# Required work
Line by line, return the data exactly as shown.

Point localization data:
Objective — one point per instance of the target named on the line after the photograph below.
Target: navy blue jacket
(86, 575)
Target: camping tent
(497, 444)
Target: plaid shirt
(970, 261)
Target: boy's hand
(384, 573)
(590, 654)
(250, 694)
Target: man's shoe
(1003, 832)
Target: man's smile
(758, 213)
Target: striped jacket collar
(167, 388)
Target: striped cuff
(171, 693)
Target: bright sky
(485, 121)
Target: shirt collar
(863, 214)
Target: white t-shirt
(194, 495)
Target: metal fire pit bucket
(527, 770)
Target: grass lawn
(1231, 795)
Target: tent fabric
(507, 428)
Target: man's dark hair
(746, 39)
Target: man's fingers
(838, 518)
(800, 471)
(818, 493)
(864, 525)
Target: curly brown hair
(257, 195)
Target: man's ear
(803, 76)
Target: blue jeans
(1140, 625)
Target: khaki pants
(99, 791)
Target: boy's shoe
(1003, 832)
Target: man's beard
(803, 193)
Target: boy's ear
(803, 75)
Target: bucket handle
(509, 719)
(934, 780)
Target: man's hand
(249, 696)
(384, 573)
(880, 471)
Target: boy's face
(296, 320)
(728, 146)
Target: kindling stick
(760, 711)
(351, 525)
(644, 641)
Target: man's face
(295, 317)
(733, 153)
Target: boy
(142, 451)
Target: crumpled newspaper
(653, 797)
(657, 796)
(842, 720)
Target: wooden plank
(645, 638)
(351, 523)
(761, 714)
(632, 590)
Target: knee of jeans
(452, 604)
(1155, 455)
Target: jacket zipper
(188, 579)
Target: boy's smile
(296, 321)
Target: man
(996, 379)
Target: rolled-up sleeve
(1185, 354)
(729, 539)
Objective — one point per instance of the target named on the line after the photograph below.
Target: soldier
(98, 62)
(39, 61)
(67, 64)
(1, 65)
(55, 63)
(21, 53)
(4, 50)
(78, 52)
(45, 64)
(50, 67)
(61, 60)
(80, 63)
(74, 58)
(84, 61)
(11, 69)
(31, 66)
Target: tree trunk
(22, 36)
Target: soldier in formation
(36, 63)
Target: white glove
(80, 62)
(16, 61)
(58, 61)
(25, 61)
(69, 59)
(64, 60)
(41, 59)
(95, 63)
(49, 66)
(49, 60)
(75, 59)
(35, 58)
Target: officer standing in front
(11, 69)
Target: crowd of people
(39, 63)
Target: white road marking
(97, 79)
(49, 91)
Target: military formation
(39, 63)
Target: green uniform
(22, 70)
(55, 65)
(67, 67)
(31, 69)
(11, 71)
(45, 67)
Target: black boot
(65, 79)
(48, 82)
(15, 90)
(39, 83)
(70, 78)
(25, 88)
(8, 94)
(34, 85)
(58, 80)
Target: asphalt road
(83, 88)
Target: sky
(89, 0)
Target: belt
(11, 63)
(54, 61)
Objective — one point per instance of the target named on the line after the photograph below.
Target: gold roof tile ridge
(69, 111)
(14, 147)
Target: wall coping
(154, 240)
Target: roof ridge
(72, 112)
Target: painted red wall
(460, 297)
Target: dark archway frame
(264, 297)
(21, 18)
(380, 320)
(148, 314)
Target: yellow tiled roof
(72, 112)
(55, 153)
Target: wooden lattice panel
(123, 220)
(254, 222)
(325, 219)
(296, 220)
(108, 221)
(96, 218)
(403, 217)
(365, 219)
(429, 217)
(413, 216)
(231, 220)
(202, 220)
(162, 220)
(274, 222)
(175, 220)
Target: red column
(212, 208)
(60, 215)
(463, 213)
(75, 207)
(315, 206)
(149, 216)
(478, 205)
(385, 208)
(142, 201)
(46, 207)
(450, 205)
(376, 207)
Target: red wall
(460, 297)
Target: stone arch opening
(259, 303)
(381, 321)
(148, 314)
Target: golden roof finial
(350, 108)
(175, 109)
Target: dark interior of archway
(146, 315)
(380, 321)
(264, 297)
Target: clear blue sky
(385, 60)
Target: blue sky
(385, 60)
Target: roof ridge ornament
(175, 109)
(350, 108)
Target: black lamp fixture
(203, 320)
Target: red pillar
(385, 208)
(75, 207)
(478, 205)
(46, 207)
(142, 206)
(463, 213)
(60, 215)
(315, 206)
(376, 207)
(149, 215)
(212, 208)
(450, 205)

# Solution to this problem
Objective — one point per instance of the target named on the line after the photograph below.
Target: navy blue jacket
(86, 575)
Target: camping tent
(497, 444)
Target: plaid shirt
(970, 261)
Target: boy's hand
(384, 573)
(590, 654)
(250, 694)
Target: man's shoe
(1003, 832)
Target: man's smile
(758, 213)
Target: striped jacket collar
(167, 388)
Target: striped cuff
(171, 693)
Target: bright sky
(485, 121)
Target: shirt collar
(863, 214)
Target: white t-shirt
(194, 495)
Target: metal fire pit bucket
(527, 770)
Target: grass lawn
(1231, 795)
Target: tent fabric
(507, 428)
Target: man's dark hair
(746, 39)
Target: man's fingers
(838, 518)
(800, 471)
(818, 493)
(864, 525)
Target: curly brown hair
(257, 195)
Target: man's ear
(803, 76)
Target: blue jeans
(1140, 625)
Target: khaki pants
(99, 791)
Target: boy's shoe
(1003, 832)
Target: man's beard
(803, 193)
Target: boy's ear
(803, 75)
Target: bucket handle
(509, 719)
(934, 780)
Target: man's hand
(249, 696)
(384, 573)
(880, 471)
Target: boy's face
(296, 320)
(728, 146)
Target: kindling stick
(760, 711)
(351, 525)
(644, 641)
Target: man's face
(295, 317)
(733, 153)
Target: boy
(142, 451)
Target: crumpled newspaper
(653, 797)
(657, 796)
(842, 720)
Target: wooden plank
(645, 638)
(351, 523)
(761, 714)
(632, 590)
Target: knee of jeans
(452, 604)
(1155, 455)
Target: jacket zipper
(188, 579)
Target: boy's smile
(296, 321)
Target: man
(996, 379)
Target: rolled-up sleeve
(1185, 354)
(729, 539)
Objective — one point per instance of the target named on the line after the photograph below.
Target: soldier
(98, 62)
(39, 61)
(67, 64)
(1, 65)
(55, 63)
(21, 53)
(4, 50)
(78, 52)
(45, 64)
(50, 67)
(61, 60)
(80, 63)
(74, 58)
(84, 61)
(11, 69)
(31, 66)
Target: tree trunk
(22, 36)
Target: soldier in formation
(36, 63)
Target: white glove
(80, 62)
(16, 61)
(58, 61)
(25, 61)
(69, 59)
(64, 60)
(41, 59)
(95, 63)
(49, 66)
(49, 60)
(75, 59)
(35, 58)
Target: officer standing in front
(11, 69)
Target: crowd of people
(39, 63)
Target: white road marking
(97, 79)
(49, 91)
Target: military formation
(39, 63)
Target: green uniform
(22, 70)
(55, 65)
(67, 67)
(31, 69)
(11, 71)
(45, 67)
Target: black boot
(65, 79)
(48, 82)
(15, 90)
(39, 83)
(70, 78)
(25, 88)
(8, 94)
(34, 85)
(58, 80)
Target: asphalt road
(83, 88)
Target: sky
(89, 0)
Target: belt
(11, 63)
(54, 61)
Objective — one point per instance of the target named on the line after the photograph below.
Target: gold roof tile ridge
(69, 111)
(14, 147)
Target: wall coping
(154, 240)
Target: roof ridge
(72, 112)
Target: painted red wall
(460, 297)
Target: dark archway frame
(264, 297)
(21, 18)
(380, 320)
(148, 314)
Target: yellow tiled roof
(72, 112)
(55, 153)
Target: wooden lattice panel
(123, 220)
(254, 222)
(325, 219)
(296, 220)
(108, 221)
(96, 218)
(403, 217)
(365, 219)
(429, 217)
(413, 216)
(231, 220)
(202, 220)
(162, 220)
(274, 222)
(175, 220)
Target: red column
(212, 208)
(60, 215)
(463, 213)
(75, 207)
(315, 206)
(149, 216)
(478, 205)
(385, 208)
(142, 201)
(46, 207)
(450, 205)
(376, 207)
Target: red wall
(460, 297)
Target: stone arch opening
(259, 303)
(381, 321)
(148, 314)
Target: golden roof finial
(350, 108)
(175, 109)
Target: dark interior of archway
(146, 315)
(380, 321)
(264, 297)
Target: clear blue sky
(385, 60)
Target: blue sky
(385, 60)
Target: roof ridge ornament
(175, 109)
(350, 108)
Target: black lamp fixture
(203, 320)
Target: red pillar
(385, 208)
(75, 207)
(478, 205)
(46, 207)
(142, 206)
(463, 213)
(60, 215)
(315, 206)
(376, 207)
(149, 215)
(212, 208)
(450, 205)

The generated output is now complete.